TEXTE À ANALYSER:
┏━━

Au jour le jour

Déchirer le tissu de mensonges qui tient les sociétés libérales

Alors que s’ouvre un nouveau front de luttes sociales face à une nouvelle vilénie de la classe des rentiers contre celles et ceux qui travaillent, lire (ou relire) Howard Zinn, historien des grandes et des petites victoires politiques. Ici en conclusion d’un texte sur les luttes victorieuses (pour les droits civiques, contre la guerre du Vietnam, etc.) où il revient sur les démocraties libérales comme système parfait de l’ordre social légitimement injuste.

Le système libéral moderne comporte toute la souplesse nécessaire . On peut y admettre certains défauts, tant que l’ensemble du système est tenu pour légitime et bon. À chaque groupe qui voit un mauvais visage de la structure sociale, on explique que tous les autres sont bons. Mais le plus important est que la société moderne fait passer les cruautés du passé au tamis d’un système de mystification si bien conçu que la partie potentiellement dangereuse de la population – ceux qui ont reçu une bonne formation, qui ont les moyens de penser – reste tranquille.

L’exploitation économique, par exemple, n’est pas aussi évidente dans les sociétés capitalistes libérales que dans les cultures paysannes, où le seigneur prenait pour lui, tout simplement, la moitié de la production. Cette exploitation est dissimulée par un labyrinthe de relations contractuelles et d’échanges sur les marchés qui déroutent même les économistes. La tyrannie politique est masquée par les corps représentatifs, les élections régulières et la plaisanterie du prétendu libre choix. La liberté d’expression, accordée en théorie, est refusée à des moments cruciaux et rationnée en proportion de la fortune. Les faibles ont le droit de crier dans les oreilles des sourds et les puissants celui de diffuser leur message, via la télévision, dans toutes les salles de séjour du pays. Le respect des formes légales et le cérémonial des procédures judiciaires masquent une inégalité de fait devant la loi entre les riches et les pauvres, les blancs et les noirs, le gouvernement et les citoyens.

Tous ces mensonges sont véhiculés par le système d’enseignement obligatoire et confortés par la famille et par l’Église, si bien que l’école, l’Église et les parents sont devenus des instruments de domination. Et tout comme la pièce de monnaie, au marché, voit sa valeur fixée par les puissantes corporations et par l’État, la monnaie de la communication, le langage, est contrôlée par les écoles et les médias. Des mots comme « violence, « patriotisme », « honneur », « sécurité nationale », « responsabilité », « démocratie », « liberté » se sont vus attribuer des sens qu’il est très difficile de modifier.

┗━━

CONSIGNE A: Traduisez en anglais la phrase suivante du texte sur les sociétés libérales : « La tyrannie politique est masquée par les corps représentatifs, les élections régulières et la plaisanterie du prétendu libre choix. »

ENTRÉES:

┏━━

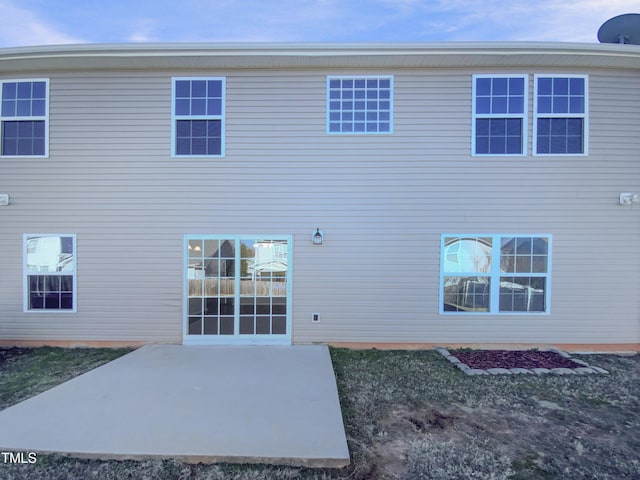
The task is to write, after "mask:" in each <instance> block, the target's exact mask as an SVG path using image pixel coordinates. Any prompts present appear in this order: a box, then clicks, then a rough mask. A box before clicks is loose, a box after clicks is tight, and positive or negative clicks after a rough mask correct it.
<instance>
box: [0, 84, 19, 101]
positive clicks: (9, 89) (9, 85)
mask: <svg viewBox="0 0 640 480" xmlns="http://www.w3.org/2000/svg"><path fill="white" fill-rule="evenodd" d="M17 96H18V84H17V83H15V82H7V83H4V84H3V85H2V99H3V100H7V99H15V98H17Z"/></svg>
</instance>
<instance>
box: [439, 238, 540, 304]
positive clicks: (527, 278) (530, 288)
mask: <svg viewBox="0 0 640 480" xmlns="http://www.w3.org/2000/svg"><path fill="white" fill-rule="evenodd" d="M440 272H441V273H440V298H441V301H440V312H441V313H449V312H468V313H548V312H549V296H550V275H551V236H550V235H522V234H517V235H443V236H442V244H441V268H440Z"/></svg>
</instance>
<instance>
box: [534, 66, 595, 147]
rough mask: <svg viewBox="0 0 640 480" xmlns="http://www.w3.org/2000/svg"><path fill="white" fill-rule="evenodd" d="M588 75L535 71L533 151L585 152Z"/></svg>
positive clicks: (586, 137)
mask: <svg viewBox="0 0 640 480" xmlns="http://www.w3.org/2000/svg"><path fill="white" fill-rule="evenodd" d="M587 87H588V85H587V77H586V76H584V75H563V76H551V75H536V76H535V95H534V97H535V105H534V111H535V118H534V138H535V143H534V154H536V155H584V154H586V153H587V131H588V128H587V113H588V112H587V106H588V98H587V92H588V88H587Z"/></svg>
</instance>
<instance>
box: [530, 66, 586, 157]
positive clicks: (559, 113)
mask: <svg viewBox="0 0 640 480" xmlns="http://www.w3.org/2000/svg"><path fill="white" fill-rule="evenodd" d="M540 78H568V79H571V78H581V79H583V80H584V113H581V114H577V113H544V114H539V113H538V80H539V79H540ZM539 118H582V147H583V151H582V152H581V153H539V152H538V119H539ZM532 143H533V155H534V156H544V157H549V156H562V157H584V156H587V155H589V76H588V75H575V74H559V73H547V74H543V73H539V74H535V75H534V76H533V142H532Z"/></svg>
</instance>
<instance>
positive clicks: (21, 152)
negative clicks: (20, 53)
mask: <svg viewBox="0 0 640 480" xmlns="http://www.w3.org/2000/svg"><path fill="white" fill-rule="evenodd" d="M0 85H1V88H2V108H0V128H1V130H2V132H1V134H0V136H1V145H0V149H1V152H2V153H1V154H2V155H3V156H31V157H45V156H47V155H48V154H49V146H48V130H49V128H48V117H49V102H48V98H49V81H48V80H46V79H42V80H4V81H2V82H1V83H0Z"/></svg>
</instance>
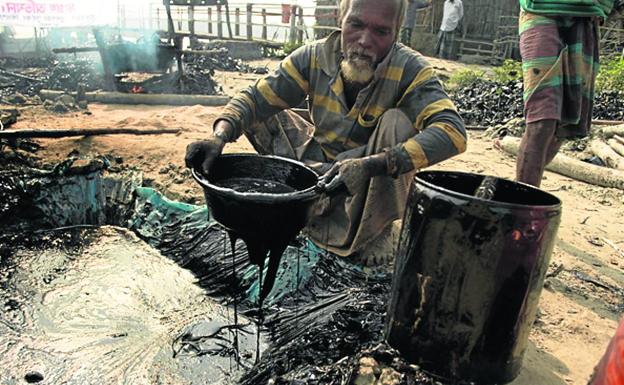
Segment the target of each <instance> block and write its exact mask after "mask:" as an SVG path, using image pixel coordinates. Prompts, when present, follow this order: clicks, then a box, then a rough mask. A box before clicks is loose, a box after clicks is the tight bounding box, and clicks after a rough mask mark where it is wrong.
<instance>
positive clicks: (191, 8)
mask: <svg viewBox="0 0 624 385" xmlns="http://www.w3.org/2000/svg"><path fill="white" fill-rule="evenodd" d="M188 12H189V32H190V34H191V40H192V39H193V38H194V37H195V6H194V5H189V8H188Z"/></svg>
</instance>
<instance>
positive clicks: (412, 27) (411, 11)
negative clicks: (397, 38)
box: [400, 0, 431, 46]
mask: <svg viewBox="0 0 624 385" xmlns="http://www.w3.org/2000/svg"><path fill="white" fill-rule="evenodd" d="M430 5H431V0H407V12H406V13H405V19H403V25H401V32H400V35H401V43H403V44H405V45H407V46H410V43H411V41H412V30H413V29H414V22H415V21H416V12H417V11H418V10H419V9H422V8H427V7H428V6H430Z"/></svg>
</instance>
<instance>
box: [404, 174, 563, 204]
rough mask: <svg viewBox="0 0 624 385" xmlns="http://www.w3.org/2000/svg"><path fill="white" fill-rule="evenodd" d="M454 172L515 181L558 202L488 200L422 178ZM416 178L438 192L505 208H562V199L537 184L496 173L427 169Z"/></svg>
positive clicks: (510, 182)
mask: <svg viewBox="0 0 624 385" xmlns="http://www.w3.org/2000/svg"><path fill="white" fill-rule="evenodd" d="M442 173H444V174H454V175H466V176H482V177H488V176H489V177H492V178H495V179H499V180H504V181H506V182H509V183H514V184H519V185H522V186H523V187H526V188H528V189H530V190H533V191H535V192H537V193H539V194H542V195H545V196H547V197H549V198H550V199H553V200H554V201H556V202H557V203H555V204H522V203H510V202H501V201H497V200H487V199H483V198H478V197H475V196H473V195H468V194H464V193H461V192H457V191H454V190H450V189H448V188H445V187H440V186H437V185H435V184H433V183H431V182H429V181H427V180H424V179H422V178H421V177H419V176H421V175H426V174H442ZM414 180H416V181H418V183H420V184H422V185H424V186H426V187H427V188H430V189H432V190H434V191H438V192H443V193H445V194H447V195H450V196H454V197H458V198H461V199H465V200H472V201H479V202H490V203H492V205H493V206H498V207H504V208H513V209H530V208H540V209H543V210H544V209H551V210H560V209H561V199H559V198H558V197H557V196H555V195H553V194H551V193H549V192H547V191H544V190H541V189H539V188H537V187H535V186H532V185H530V184H527V183H523V182H517V181H512V180H509V179H506V178H501V177H499V176H496V175H486V174H476V173H471V172H464V171H444V170H426V171H420V172H418V173H416V175H414Z"/></svg>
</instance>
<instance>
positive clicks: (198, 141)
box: [184, 119, 236, 175]
mask: <svg viewBox="0 0 624 385" xmlns="http://www.w3.org/2000/svg"><path fill="white" fill-rule="evenodd" d="M235 140H236V136H235V135H234V127H233V126H232V124H231V123H230V122H229V121H227V120H224V119H218V120H217V121H216V123H215V125H214V134H213V135H212V137H211V138H209V139H207V140H200V141H198V142H193V143H191V144H189V145H188V146H186V157H185V158H184V161H185V162H186V167H188V168H192V169H195V170H197V171H199V172H201V173H202V174H203V175H208V173H209V172H210V166H212V162H214V160H215V159H217V157H218V156H219V155H221V152H223V147H225V143H226V142H233V141H235Z"/></svg>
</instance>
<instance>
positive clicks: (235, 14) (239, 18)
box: [234, 7, 240, 36]
mask: <svg viewBox="0 0 624 385" xmlns="http://www.w3.org/2000/svg"><path fill="white" fill-rule="evenodd" d="M234 36H240V8H238V7H237V8H236V10H234Z"/></svg>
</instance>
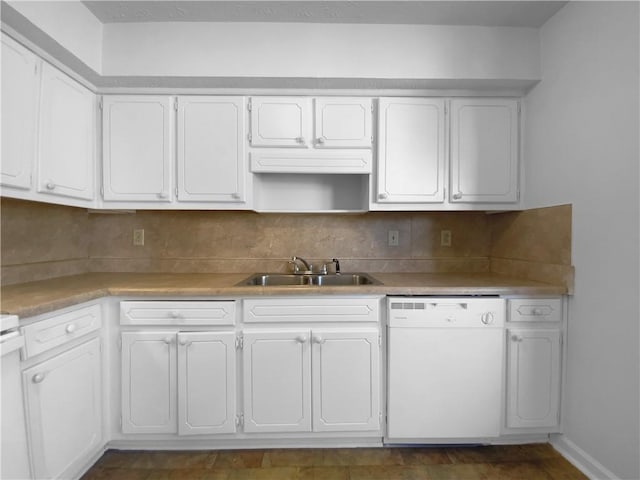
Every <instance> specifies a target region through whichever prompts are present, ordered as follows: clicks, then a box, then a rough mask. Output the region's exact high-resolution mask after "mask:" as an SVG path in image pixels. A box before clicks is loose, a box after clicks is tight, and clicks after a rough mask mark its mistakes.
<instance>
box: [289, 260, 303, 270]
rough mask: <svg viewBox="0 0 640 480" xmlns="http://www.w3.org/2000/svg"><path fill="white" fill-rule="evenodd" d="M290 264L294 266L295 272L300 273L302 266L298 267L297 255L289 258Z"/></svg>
mask: <svg viewBox="0 0 640 480" xmlns="http://www.w3.org/2000/svg"><path fill="white" fill-rule="evenodd" d="M289 265H292V266H293V273H298V272H299V271H300V267H298V264H297V263H296V257H293V258H292V259H291V260H289Z"/></svg>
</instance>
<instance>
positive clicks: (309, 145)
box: [251, 97, 312, 148]
mask: <svg viewBox="0 0 640 480" xmlns="http://www.w3.org/2000/svg"><path fill="white" fill-rule="evenodd" d="M311 140H312V139H311V99H309V98H304V97H252V98H251V146H253V147H294V148H307V147H309V146H310V145H311Z"/></svg>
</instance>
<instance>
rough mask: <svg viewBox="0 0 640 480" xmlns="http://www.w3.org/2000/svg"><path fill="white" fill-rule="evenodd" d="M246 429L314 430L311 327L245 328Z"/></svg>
mask: <svg viewBox="0 0 640 480" xmlns="http://www.w3.org/2000/svg"><path fill="white" fill-rule="evenodd" d="M243 337H244V347H243V365H244V368H243V370H244V371H243V374H244V430H245V432H309V431H311V349H310V346H309V331H308V330H278V329H274V330H272V331H251V330H245V331H244V334H243Z"/></svg>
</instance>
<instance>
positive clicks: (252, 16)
mask: <svg viewBox="0 0 640 480" xmlns="http://www.w3.org/2000/svg"><path fill="white" fill-rule="evenodd" d="M82 3H84V5H85V6H86V7H87V8H88V9H89V10H90V11H91V12H92V13H93V14H94V15H95V16H96V17H97V18H98V20H100V21H101V22H102V23H103V24H107V23H141V22H301V23H368V24H414V25H475V26H489V27H531V28H539V27H540V26H542V24H544V23H545V22H546V21H547V20H548V19H549V18H550V17H551V16H553V15H554V14H555V13H556V12H557V11H558V10H560V9H561V8H562V7H563V6H564V5H565V4H566V3H567V2H564V1H497V2H496V1H491V2H483V1H189V0H187V1H153V0H151V1H149V0H146V1H126V2H125V1H109V0H107V1H102V0H85V1H83V2H82Z"/></svg>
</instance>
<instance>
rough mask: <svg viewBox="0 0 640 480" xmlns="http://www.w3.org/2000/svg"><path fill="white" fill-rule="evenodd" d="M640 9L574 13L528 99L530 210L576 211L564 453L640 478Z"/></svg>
mask: <svg viewBox="0 0 640 480" xmlns="http://www.w3.org/2000/svg"><path fill="white" fill-rule="evenodd" d="M639 14H640V12H639V4H638V3H636V2H571V3H569V4H568V5H567V6H566V7H564V8H563V9H562V10H560V11H559V12H558V13H557V14H556V15H555V16H554V17H552V18H551V19H550V20H549V21H548V22H547V23H546V24H545V25H544V26H543V27H542V29H541V31H540V39H541V58H542V66H541V68H542V81H541V82H540V83H539V84H538V85H537V86H536V87H535V88H534V89H533V90H532V91H531V92H530V94H529V95H528V96H527V98H526V127H525V135H524V136H525V150H524V156H525V162H526V197H525V198H526V199H527V203H528V206H529V207H538V206H544V205H554V204H563V203H572V204H573V248H572V250H573V263H574V265H575V268H576V282H575V296H574V297H573V298H572V299H571V301H570V319H569V337H568V338H569V344H568V361H567V367H568V371H567V390H566V405H565V407H566V408H565V410H564V426H565V435H564V438H561V439H560V443H559V445H561V446H563V448H568V449H569V451H571V450H573V452H572V453H573V454H577V456H578V457H579V456H580V455H582V456H583V459H586V460H587V463H588V462H592V464H593V465H595V466H596V467H598V468H600V474H602V473H603V472H604V473H605V474H606V472H607V470H608V471H609V472H610V473H609V474H613V475H615V476H617V477H619V478H626V479H638V478H640V467H639V465H638V461H639V459H638V457H639V452H640V445H639V437H640V432H639V430H638V428H639V423H640V418H639V414H640V404H639V399H638V394H639V391H640V385H639V380H640V371H639V369H640V358H639V356H638V355H639V350H640V346H639V324H640V313H639V308H638V293H639V281H638V272H639V266H640V258H639V252H638V249H639V245H640V238H639V224H638V222H639V196H638V195H639V193H638V192H639V172H638V168H639V167H638V165H639V159H640V152H639V150H640V149H639V146H638V142H639V139H638V138H639V132H640V122H639V119H638V117H639V102H640V98H639V89H640V83H639V82H640V78H639V74H638V70H639V68H640V67H639V55H640V54H639V46H638V45H639V40H640V39H639V34H638V29H639V26H638V22H639V20H638V19H639Z"/></svg>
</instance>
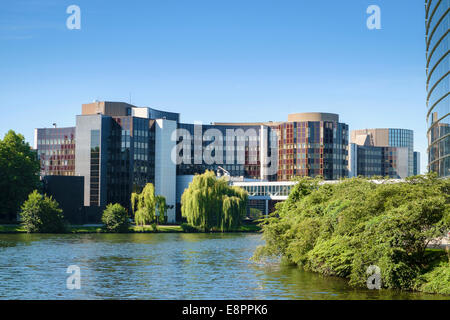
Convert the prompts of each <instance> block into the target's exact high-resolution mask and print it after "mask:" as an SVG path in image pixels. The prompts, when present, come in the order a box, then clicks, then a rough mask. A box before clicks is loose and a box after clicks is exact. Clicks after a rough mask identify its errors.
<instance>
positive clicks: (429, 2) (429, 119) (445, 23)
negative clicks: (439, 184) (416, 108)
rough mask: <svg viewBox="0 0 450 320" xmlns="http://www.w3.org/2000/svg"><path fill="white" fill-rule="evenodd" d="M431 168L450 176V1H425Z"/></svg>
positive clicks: (427, 0) (428, 159)
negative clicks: (449, 50)
mask: <svg viewBox="0 0 450 320" xmlns="http://www.w3.org/2000/svg"><path fill="white" fill-rule="evenodd" d="M425 11H426V14H425V16H426V20H425V27H426V48H427V49H426V56H427V62H426V73H427V92H428V94H427V109H428V112H427V124H428V132H427V135H428V168H429V171H434V172H437V173H438V174H439V175H440V176H441V177H448V176H450V95H449V93H450V54H449V52H450V51H449V43H450V34H449V26H450V0H426V2H425Z"/></svg>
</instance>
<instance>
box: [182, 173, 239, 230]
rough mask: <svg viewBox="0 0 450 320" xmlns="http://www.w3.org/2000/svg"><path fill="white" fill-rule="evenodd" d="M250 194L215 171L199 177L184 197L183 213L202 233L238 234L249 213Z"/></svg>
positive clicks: (190, 183) (182, 212)
mask: <svg viewBox="0 0 450 320" xmlns="http://www.w3.org/2000/svg"><path fill="white" fill-rule="evenodd" d="M247 198H248V195H247V192H246V191H245V190H243V189H241V188H238V187H231V186H229V185H228V183H227V181H225V180H224V179H219V178H217V177H216V175H215V174H214V172H213V171H206V172H205V173H204V174H201V175H196V176H195V177H194V179H193V180H192V182H191V183H190V184H189V187H188V188H187V189H186V190H185V191H184V193H183V195H182V197H181V213H182V216H183V217H185V218H186V219H187V223H188V224H189V225H191V226H192V227H194V228H196V229H199V230H202V231H206V232H209V231H221V232H226V231H233V230H238V229H239V228H240V226H241V221H242V219H243V218H244V217H245V214H246V212H247Z"/></svg>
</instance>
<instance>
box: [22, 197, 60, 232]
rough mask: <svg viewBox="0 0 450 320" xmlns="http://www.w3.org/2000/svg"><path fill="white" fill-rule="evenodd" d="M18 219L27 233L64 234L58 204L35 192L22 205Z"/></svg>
mask: <svg viewBox="0 0 450 320" xmlns="http://www.w3.org/2000/svg"><path fill="white" fill-rule="evenodd" d="M20 218H21V220H22V227H23V229H24V230H25V231H26V232H28V233H64V232H65V231H66V228H67V226H66V224H65V222H64V216H63V214H62V210H61V209H60V208H59V205H58V203H57V202H56V201H55V200H53V199H52V198H51V197H47V196H45V195H41V194H40V193H39V192H38V191H37V190H34V191H33V192H32V193H31V194H30V195H29V196H28V199H27V200H26V201H25V202H24V203H23V205H22V208H21V212H20Z"/></svg>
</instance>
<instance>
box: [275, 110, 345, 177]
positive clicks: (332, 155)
mask: <svg viewBox="0 0 450 320" xmlns="http://www.w3.org/2000/svg"><path fill="white" fill-rule="evenodd" d="M277 132H278V159H279V160H278V161H279V164H278V181H289V180H291V179H292V178H294V177H299V176H309V177H316V176H322V177H324V179H325V180H338V179H340V178H344V177H347V176H348V134H349V133H348V125H347V124H345V123H340V122H339V116H338V115H337V114H331V113H298V114H291V115H289V116H288V122H284V123H280V124H279V125H278V126H277Z"/></svg>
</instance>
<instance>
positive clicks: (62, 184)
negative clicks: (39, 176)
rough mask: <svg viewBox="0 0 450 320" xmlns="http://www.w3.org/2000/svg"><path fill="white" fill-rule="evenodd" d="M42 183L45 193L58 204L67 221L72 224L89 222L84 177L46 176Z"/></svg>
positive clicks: (44, 178)
mask: <svg viewBox="0 0 450 320" xmlns="http://www.w3.org/2000/svg"><path fill="white" fill-rule="evenodd" d="M42 183H43V191H44V193H45V194H46V195H47V196H51V197H52V198H53V199H55V200H56V201H57V202H58V204H59V207H60V208H61V209H62V210H63V213H64V217H65V218H66V219H67V221H69V222H70V223H71V224H82V223H86V222H87V220H88V219H87V216H86V214H85V209H84V204H83V202H84V193H83V189H84V177H74V176H45V177H43V178H42Z"/></svg>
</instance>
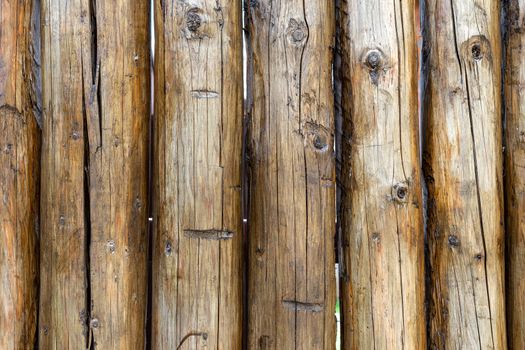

┗━━

CONSIGNE B: Sélectionnez chaque ligne des entrées qui contient le mot « this ».

RÉPONSE A: Political tyranny is masked by representative bodies, regular elections, and the joke of so-called free choice.

RÉPONSE B:
The task is to write, after "mask:" in each <instance> block, the target's exact mask as an SVG path using image pixel coordinates. Any prompts present appear in this order: a box, then clicks, then a rough mask. A box before clicks is loose, a box after clicks is tight, and positive or negative clicks after a rough mask correct it.
Segment the target of each <instance> block and write its exact mask after "mask:" as an SVG path, using image pixel coordinates. Prompts, when present, follow this order: clicks, then a box, then a rough mask. A box before clicks is loose, a box after clicks is the tight bounding box, and clicks after a rough mask mark where it is wrong.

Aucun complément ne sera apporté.